» What is required: Change every occurrence of "farthest from its outline" in the data below to "most distant from its boundary", and leave everything else as it is.

» Provided records:
********************
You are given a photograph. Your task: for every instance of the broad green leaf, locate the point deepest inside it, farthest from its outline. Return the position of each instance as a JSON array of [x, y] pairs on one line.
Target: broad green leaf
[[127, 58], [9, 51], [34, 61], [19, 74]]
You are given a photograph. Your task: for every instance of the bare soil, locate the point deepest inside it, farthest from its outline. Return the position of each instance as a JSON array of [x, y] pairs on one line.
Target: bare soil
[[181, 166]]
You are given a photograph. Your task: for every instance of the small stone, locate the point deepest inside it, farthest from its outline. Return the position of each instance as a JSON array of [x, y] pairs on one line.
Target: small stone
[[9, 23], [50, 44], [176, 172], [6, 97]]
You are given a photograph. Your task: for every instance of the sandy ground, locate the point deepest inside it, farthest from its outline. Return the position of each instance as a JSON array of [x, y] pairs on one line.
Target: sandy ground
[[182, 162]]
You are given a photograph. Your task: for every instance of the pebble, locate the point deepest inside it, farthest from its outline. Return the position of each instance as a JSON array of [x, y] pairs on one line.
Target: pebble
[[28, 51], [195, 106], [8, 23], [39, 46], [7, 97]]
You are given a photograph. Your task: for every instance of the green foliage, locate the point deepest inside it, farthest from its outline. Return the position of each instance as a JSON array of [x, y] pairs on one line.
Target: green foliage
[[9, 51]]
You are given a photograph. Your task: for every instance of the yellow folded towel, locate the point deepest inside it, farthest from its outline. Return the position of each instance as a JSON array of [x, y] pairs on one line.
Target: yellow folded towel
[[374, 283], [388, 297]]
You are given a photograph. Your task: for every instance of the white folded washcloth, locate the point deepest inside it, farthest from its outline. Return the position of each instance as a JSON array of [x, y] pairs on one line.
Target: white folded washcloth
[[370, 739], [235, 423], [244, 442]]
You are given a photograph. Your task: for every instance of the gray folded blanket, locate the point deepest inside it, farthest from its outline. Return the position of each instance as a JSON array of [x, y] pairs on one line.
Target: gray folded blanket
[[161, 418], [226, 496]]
********************
» Written response:
You are given a photograph. Your task: for every instance of the broad green leaf, locate the point deepest inside it, most distant from its boundary. Return the position of each instance as a JSON array of [x, y] pairs on one line.
Target: broad green leaf
[[127, 58], [9, 51], [34, 61], [19, 74]]
You are given a photograph. Your task: for every instance of the bare soil, locate the point deepest inside it, most distant from its boundary. Return the position of each instance as a JSON array of [x, y] pairs on one line.
Target: bare soil
[[181, 166]]
You are given a photograph. Your task: for every instance of the small stone, locate the point deepest inside it, most distant from its boundary. Return the position of each instance as a JSON array of [x, y] pairs on one line.
Target: small stone
[[9, 23], [50, 44], [176, 172], [6, 97]]
You are given a photograph. Your task: for every instance of the sandy ground, locate the point deepest inside it, most distant from its boundary. Return the position of each instance as a JSON array of [x, y] pairs on one line.
Target: sandy ground
[[182, 162]]
You are given a photograph. Your task: for every instance of the pebble, locate the point deepest inside it, most distant from its boundary. Return the position of each instance as a JSON array of [x, y] pairs on one line.
Target: pebble
[[28, 51], [195, 106], [8, 23], [39, 46], [7, 97]]
You are given a photograph. Your task: for every instance of the green foliage, locate the point deepest inside it, most distant from its boundary. Return the position of each instance as a JSON array of [x, y] pairs on one line.
Target: green foliage
[[9, 51]]
You are given a photograph. Your task: for every instance of the yellow folded towel, locate the point deepest inside it, most distant from its boundary. Return the position of each instance as a JSON array of [x, y] pairs on one line.
Target: yellow folded towel
[[374, 283], [388, 297]]
You are given a photograph. Your task: for every instance of the white folded washcloth, locate the point deepest inside it, most distant from its boundary. Return the position of each instance as a JSON array of [x, y] pairs on one line.
Target: white folded washcloth
[[370, 739], [235, 423], [244, 442]]
You are given a photograph. Your task: for every instance of the gray folded blanket, locate the point deepest inside it, most distant from its boundary. Return the position of each instance as a JSON array of [x, y] pairs on one line.
Target: gray folded blanket
[[161, 418], [226, 496]]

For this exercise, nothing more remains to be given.